What needs to be done: All entries should be output exactly as they stand.

Dataset:
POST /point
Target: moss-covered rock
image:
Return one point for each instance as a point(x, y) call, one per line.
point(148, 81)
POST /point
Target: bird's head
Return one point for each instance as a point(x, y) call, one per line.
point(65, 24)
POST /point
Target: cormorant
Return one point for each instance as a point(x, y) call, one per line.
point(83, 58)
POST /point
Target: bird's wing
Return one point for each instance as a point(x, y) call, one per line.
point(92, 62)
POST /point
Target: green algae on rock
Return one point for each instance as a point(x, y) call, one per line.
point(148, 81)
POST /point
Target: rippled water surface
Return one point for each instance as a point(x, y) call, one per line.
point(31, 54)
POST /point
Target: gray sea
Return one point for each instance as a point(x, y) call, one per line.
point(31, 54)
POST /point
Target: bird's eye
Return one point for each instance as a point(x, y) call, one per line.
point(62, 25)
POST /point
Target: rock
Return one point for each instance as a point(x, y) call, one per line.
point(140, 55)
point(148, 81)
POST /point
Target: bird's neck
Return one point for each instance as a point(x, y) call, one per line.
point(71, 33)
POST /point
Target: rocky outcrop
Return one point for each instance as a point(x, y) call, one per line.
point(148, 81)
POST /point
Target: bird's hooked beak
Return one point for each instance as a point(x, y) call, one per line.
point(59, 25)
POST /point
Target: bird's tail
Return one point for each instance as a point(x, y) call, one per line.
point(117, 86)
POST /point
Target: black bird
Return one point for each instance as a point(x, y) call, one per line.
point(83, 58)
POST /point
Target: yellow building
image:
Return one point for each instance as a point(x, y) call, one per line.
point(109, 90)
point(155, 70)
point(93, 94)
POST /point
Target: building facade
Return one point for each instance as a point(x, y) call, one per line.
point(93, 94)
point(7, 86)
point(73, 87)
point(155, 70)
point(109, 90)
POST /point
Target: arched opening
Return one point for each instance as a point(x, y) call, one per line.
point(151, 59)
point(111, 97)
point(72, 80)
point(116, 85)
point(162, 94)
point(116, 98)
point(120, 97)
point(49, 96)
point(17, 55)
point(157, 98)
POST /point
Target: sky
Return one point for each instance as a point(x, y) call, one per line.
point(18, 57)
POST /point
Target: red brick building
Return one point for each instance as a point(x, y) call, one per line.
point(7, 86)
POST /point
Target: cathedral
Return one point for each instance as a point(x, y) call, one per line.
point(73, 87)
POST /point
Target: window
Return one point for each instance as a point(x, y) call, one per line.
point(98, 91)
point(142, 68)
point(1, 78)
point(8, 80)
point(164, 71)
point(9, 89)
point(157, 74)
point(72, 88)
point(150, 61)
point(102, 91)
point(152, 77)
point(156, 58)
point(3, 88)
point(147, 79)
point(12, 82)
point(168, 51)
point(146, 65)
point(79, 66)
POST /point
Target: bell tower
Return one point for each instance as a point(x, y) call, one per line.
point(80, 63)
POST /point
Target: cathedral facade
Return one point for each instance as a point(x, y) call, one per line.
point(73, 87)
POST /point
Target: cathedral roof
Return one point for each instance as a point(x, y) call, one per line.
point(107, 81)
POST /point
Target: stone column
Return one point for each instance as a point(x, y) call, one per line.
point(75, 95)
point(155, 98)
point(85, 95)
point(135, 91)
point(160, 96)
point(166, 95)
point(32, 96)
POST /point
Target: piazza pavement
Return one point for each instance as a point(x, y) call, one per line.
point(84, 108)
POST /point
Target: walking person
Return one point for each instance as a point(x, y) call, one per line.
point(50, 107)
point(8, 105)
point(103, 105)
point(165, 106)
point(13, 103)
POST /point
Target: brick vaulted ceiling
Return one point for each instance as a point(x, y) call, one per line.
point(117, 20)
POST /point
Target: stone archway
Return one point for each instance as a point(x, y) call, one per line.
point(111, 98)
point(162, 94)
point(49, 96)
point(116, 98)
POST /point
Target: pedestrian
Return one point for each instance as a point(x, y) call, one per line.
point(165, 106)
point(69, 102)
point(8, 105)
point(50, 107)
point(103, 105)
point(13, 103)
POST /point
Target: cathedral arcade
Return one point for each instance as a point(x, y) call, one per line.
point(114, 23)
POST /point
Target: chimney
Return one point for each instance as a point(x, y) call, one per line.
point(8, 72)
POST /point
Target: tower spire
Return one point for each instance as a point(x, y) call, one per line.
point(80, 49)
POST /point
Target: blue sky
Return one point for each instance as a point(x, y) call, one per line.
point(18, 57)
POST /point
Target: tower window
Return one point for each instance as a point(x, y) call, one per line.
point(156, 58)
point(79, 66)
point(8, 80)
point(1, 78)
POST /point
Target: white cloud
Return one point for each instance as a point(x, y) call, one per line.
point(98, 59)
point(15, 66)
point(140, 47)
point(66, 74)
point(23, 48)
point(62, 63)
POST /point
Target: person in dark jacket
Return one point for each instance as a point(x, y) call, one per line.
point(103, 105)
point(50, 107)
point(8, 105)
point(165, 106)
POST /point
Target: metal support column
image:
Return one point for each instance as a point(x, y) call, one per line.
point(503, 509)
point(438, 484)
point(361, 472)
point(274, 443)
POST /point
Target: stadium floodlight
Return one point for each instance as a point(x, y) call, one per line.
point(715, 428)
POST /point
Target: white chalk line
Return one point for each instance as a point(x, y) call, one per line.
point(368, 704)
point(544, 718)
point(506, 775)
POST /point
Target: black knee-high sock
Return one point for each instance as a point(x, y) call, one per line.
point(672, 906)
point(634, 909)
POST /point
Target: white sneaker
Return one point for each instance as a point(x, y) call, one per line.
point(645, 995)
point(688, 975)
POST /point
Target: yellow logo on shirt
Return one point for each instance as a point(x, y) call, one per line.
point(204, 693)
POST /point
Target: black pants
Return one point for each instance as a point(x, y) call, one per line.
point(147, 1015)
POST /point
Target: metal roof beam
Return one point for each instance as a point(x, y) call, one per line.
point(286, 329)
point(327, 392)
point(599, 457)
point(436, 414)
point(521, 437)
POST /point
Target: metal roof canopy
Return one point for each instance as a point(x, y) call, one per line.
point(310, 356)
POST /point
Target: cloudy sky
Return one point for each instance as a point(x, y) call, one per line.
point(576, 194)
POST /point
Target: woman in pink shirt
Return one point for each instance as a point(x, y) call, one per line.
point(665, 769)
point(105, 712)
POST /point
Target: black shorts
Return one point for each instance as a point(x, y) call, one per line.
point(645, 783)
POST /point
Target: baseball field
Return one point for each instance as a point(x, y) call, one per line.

Written solution:
POST /point
Target: moss-covered rock
image:
Return one point for each instance as a point(x, y) call, one per line.
point(148, 81)
POST /point
Target: bird's head
Return one point for each instance as a point(x, y) call, one per line.
point(65, 24)
POST /point
Target: cormorant
Return one point for each instance as a point(x, y) call, one per line.
point(83, 58)
POST /point
Target: bird's wing
Return one point for each instance as a point(x, y) call, one per line.
point(92, 62)
POST /point
Target: green algae on rock
Return one point for each instance as a point(x, y) call, one per line.
point(148, 81)
POST /point
Target: rippled water surface
Return one point for each instance as a point(x, y) call, one per line.
point(31, 54)
POST /point
Target: gray sea
Return one point for each instance as a point(x, y) call, one per line.
point(31, 54)
POST /point
Target: bird's eye
Return one point for each instance as a point(x, y) call, one per line.
point(62, 25)
POST /point
Target: rock
Return one point for each instance as a point(x, y) call, one per line.
point(140, 55)
point(148, 81)
POST /point
Target: bird's neck
Return one point for each instance as a point(x, y) call, one per line.
point(71, 33)
POST /point
Target: rocky outcrop
Return one point for each instance as a point(x, y) call, one per line.
point(148, 81)
POST /point
Target: bird's hooked beak
Return one point for each instance as a point(x, y) call, one per line.
point(59, 25)
POST /point
Target: bird's tail
Return one point for each instance as a point(x, y) call, one per line.
point(117, 86)
POST /point
Target: black bird
Return one point for each instance as a point(x, y) call, one per line.
point(83, 58)
POST /point
Target: yellow building
image:
Return one point for each instance as a point(x, y) call, one per line.
point(109, 90)
point(155, 70)
point(93, 94)
POST /point
Target: building facade
Return one point for each instance as a point(x, y) call, one per line.
point(93, 94)
point(7, 86)
point(73, 87)
point(155, 70)
point(109, 90)
POST /point
Target: arched opening
Return one point for each instance as a point(x, y) call, one per line.
point(151, 59)
point(111, 97)
point(72, 80)
point(116, 85)
point(162, 94)
point(116, 98)
point(120, 97)
point(49, 96)
point(17, 55)
point(157, 98)
POST /point
Target: sky
Return one point for each instance as a point(x, y) call, one per line.
point(18, 57)
POST /point
Target: red brick building
Return one point for each instance as a point(x, y) call, one per line.
point(7, 86)
POST /point
Target: cathedral
Return one point for each instance as a point(x, y) call, one per line.
point(73, 87)
POST /point
Target: window
Return one point for each instance as a point(x, y) call, one per line.
point(98, 91)
point(142, 68)
point(1, 78)
point(8, 80)
point(164, 71)
point(9, 89)
point(157, 74)
point(72, 88)
point(150, 61)
point(102, 91)
point(152, 77)
point(156, 58)
point(3, 88)
point(147, 79)
point(12, 82)
point(168, 51)
point(146, 65)
point(79, 66)
POST /point
Target: bell tower
Return one point for each instance as a point(x, y) call, one per line.
point(80, 63)
POST /point
Target: cathedral facade
Return one point for each instance as a point(x, y) call, one per line.
point(73, 87)
POST /point
Target: cathedral roof
Return one point for each instance as a point(x, y) call, one per line.
point(107, 81)
POST /point
Target: stone column
Return one point for each instance as a point(x, y) call, one per line.
point(75, 95)
point(155, 98)
point(85, 95)
point(135, 91)
point(160, 96)
point(166, 95)
point(32, 96)
POST /point
Target: piazza pavement
Return one point for each instance as a point(x, y) call, one per line.
point(84, 108)
POST /point
Target: walking person
Return one point for each instance as a point(x, y) call, one per line.
point(50, 107)
point(8, 105)
point(103, 105)
point(165, 106)
point(13, 103)
POST /point
Target: brick vaulted ceiling
Return one point for each instance as a point(x, y) call, one per line.
point(117, 20)
POST /point
Target: stone archway
Return one point for each instance as a point(x, y) call, one per line.
point(111, 98)
point(162, 94)
point(49, 96)
point(116, 98)
POST /point
Target: pedestrian
Return one point for each instance as a point(x, y) call, one per line.
point(165, 106)
point(69, 102)
point(8, 105)
point(50, 107)
point(103, 105)
point(13, 103)
POST /point
Target: cathedral arcade
Return one point for each instance as a point(x, y) call, one per line.
point(114, 23)
POST /point
Target: chimney
Return one point for each instance as a point(x, y) call, one per line.
point(8, 72)
POST /point
Target: tower spire
Return one point for each instance as a point(x, y) call, one per line.
point(80, 49)
POST /point
Target: blue sky
Return one point for each instance as a point(x, y) call, one per line.
point(18, 57)
POST /point
Target: tower window
Return one point for each instance as a point(x, y) call, one per line.
point(156, 58)
point(79, 66)
point(8, 80)
point(1, 78)
POST /point
Target: white cloud
Return one point for each instance as a point(x, y) call, one per line.
point(98, 59)
point(15, 66)
point(140, 47)
point(66, 74)
point(23, 48)
point(62, 63)
POST /point
Target: person in dark jacket
Return one point for each instance as a point(x, y) call, one per line.
point(103, 105)
point(50, 107)
point(8, 105)
point(165, 106)
POST /point
Target: metal support column
image:
Return one point for each instance as a point(x, y) call, one per line.
point(503, 509)
point(438, 484)
point(361, 472)
point(274, 443)
POST /point
Target: stadium floodlight
Return one point for each instance as a point(x, y) call, one per line.
point(715, 428)
POST /point
Target: white chalk line
Return one point for each instance as a point(x, y) call, one per line.
point(368, 704)
point(544, 718)
point(506, 775)
POST /point
Target: black knee-high sock
Return one point for each instance as a point(x, y) call, one per line.
point(672, 906)
point(634, 909)
POST /point
Target: white sneaker
Return one point for each instance as a point(x, y) call, one per line.
point(645, 995)
point(688, 975)
POST /point
Target: yellow logo on shirt
Return one point for each instance as a point(x, y) call, one per line.
point(204, 693)
POST /point
Target: black pants
Return one point for each instance as a point(x, y) call, one per line.
point(147, 1015)
POST /point
Target: metal roof beam
Return one point for each instance as a point(x, y) call, one per line.
point(286, 329)
point(327, 392)
point(599, 457)
point(436, 414)
point(521, 437)
POST /point
Target: metal roof canopy
Return one point for each instance as a point(x, y) call, one per line.
point(310, 356)
POST /point
Target: cloudy sky
Return one point for each instance as a point(x, y) call, one per line.
point(576, 194)
POST /point
Target: woman in pink shirt
Return one point for each instance as a point(x, y) call, one per line.
point(665, 769)
point(105, 712)
POST /point
Target: black shorts
Return one point for each instance as a point(x, y) call, one per line.
point(645, 783)
POST /point
Target: baseball field
Return one point for each instance as a point(x, y) call, one per line.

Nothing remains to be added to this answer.